_EXERCISE PASSAGE_:

The Eshelman School of Pharmacy at UNC just received a staggering $100 million gift from its namesake.
“While our origin and our history are a matter of great pride, what is really significant is what we do today,” said UNC Chancellor Carol Folt. “We, and all great universities, must stay relevant, and valuable to society by changing with the times; by innovating, being leaders in that, and by building communities that are crucibles of creativity.”
Folt was speaking to a packed tent full of pharmacy students, faculty, alumni and media on Wednesday outside Kerr Hall at UNC on Wednesday.
Sharing the platform to her left sat UNC President Tom Ross, and North Carolina Gov. Pat McCrory. To her right sat pharmaceutical executive and 1972 UNC-Chapel Hill graduate Fred Eshelman, whose $38 million donation to the pharmacy school put his name on the building in 2008.
Ten million dollars of that went to cancer research, and $20 million went toward creating an innovation fund to jumpstart new research projects.
Those assembled inside and spilling outside the tent Wednesday were there to hear Folt’s announcement that Eshelman had committed a new gift of $100 million to the School of Pharmacy – the largest in the school’s history, and the largest ever to a pharmacy school in the U.S.
It will create a new center within the school, the Eshelman Institute for Innovation. One of its functions, said Folt, will be to spur economic development throughout North Carolina.

_BRIEF 1_:
According to the article about the Eshelman gift, how much was Fred Eshelman's 2008 donation to the pharmacy school?
_BRIEF 2_:
Condense the paragraph of the article about the Eshelman gift that opens with "Sharing the platform to her left" into a shorter version that keeps its main facts.
_BRIEF 3_:
Write out the portion of the article about the Eshelman gift that starts at the words "Sharing the platform" and stops after "throughout North Carolina.".
None of the material has any bearing on this work.

_INPUT DATA_:
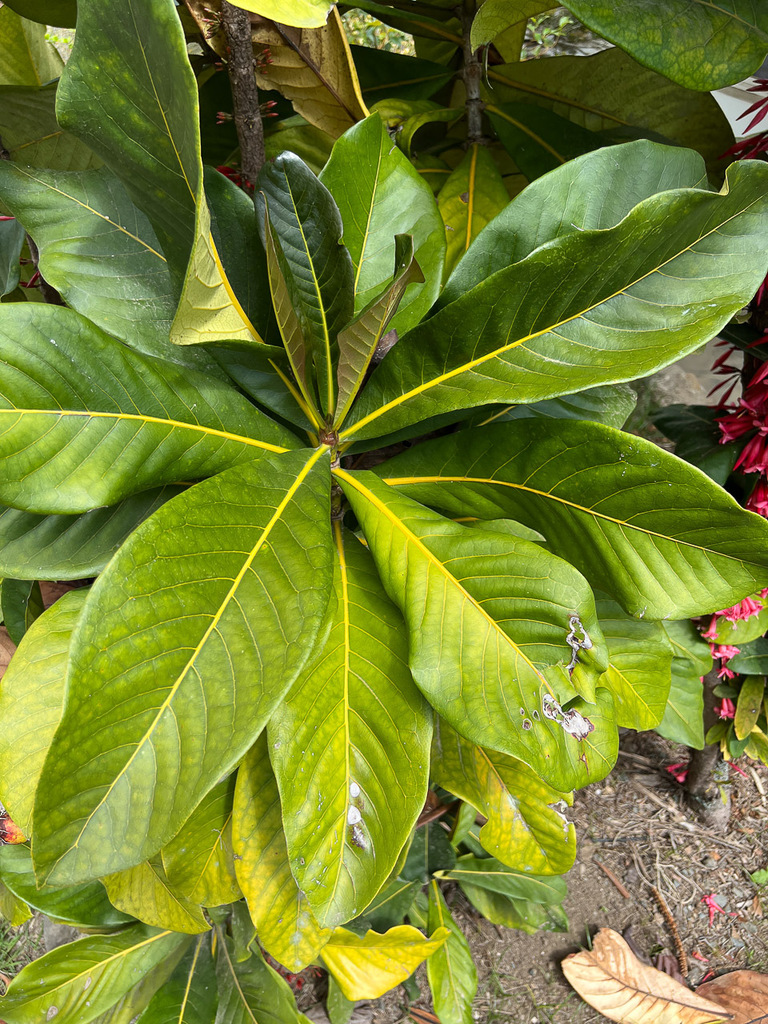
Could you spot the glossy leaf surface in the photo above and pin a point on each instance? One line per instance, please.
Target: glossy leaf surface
(524, 829)
(472, 642)
(72, 547)
(75, 403)
(644, 525)
(113, 963)
(366, 967)
(602, 306)
(199, 860)
(31, 699)
(452, 974)
(702, 45)
(350, 747)
(285, 924)
(200, 684)
(380, 196)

_EXERCISE ANSWER 1_:
His 2008 donation was $38 million.

_EXERCISE ANSWER 2_:
UNC President Tom Ross and North Carolina Gov. Pat McCrory sat to Folt's left. To her right sat Fred Eshelman, a pharmaceutical executive and 1972 UNC-Chapel Hill graduate whose $38 million donation put his name on the pharmacy building in 2008.

_EXERCISE ANSWER 3_:
Sharing the platform to her left sat UNC President Tom Ross, and North Carolina Gov. Pat McCrory. To her right sat pharmaceutical executive and 1972 UNC-Chapel Hill graduate Fred Eshelman, whose $38 million donation to the pharmacy school put his name on the building in 2008.
Ten million dollars of that went to cancer research, and $20 million went toward creating an innovation fund to jumpstart new research projects.
Those assembled inside and spilling outside the tent Wednesday were there to hear Folt’s announcement that Eshelman had committed a new gift of $100 million to the School of Pharmacy – the largest in the school’s history, and the largest ever to a pharmacy school in the U.S.
It will create a new center within the school, the Eshelman Institute for Innovation. One of its functions, said Folt, will be to spur economic development throughout North Carolina.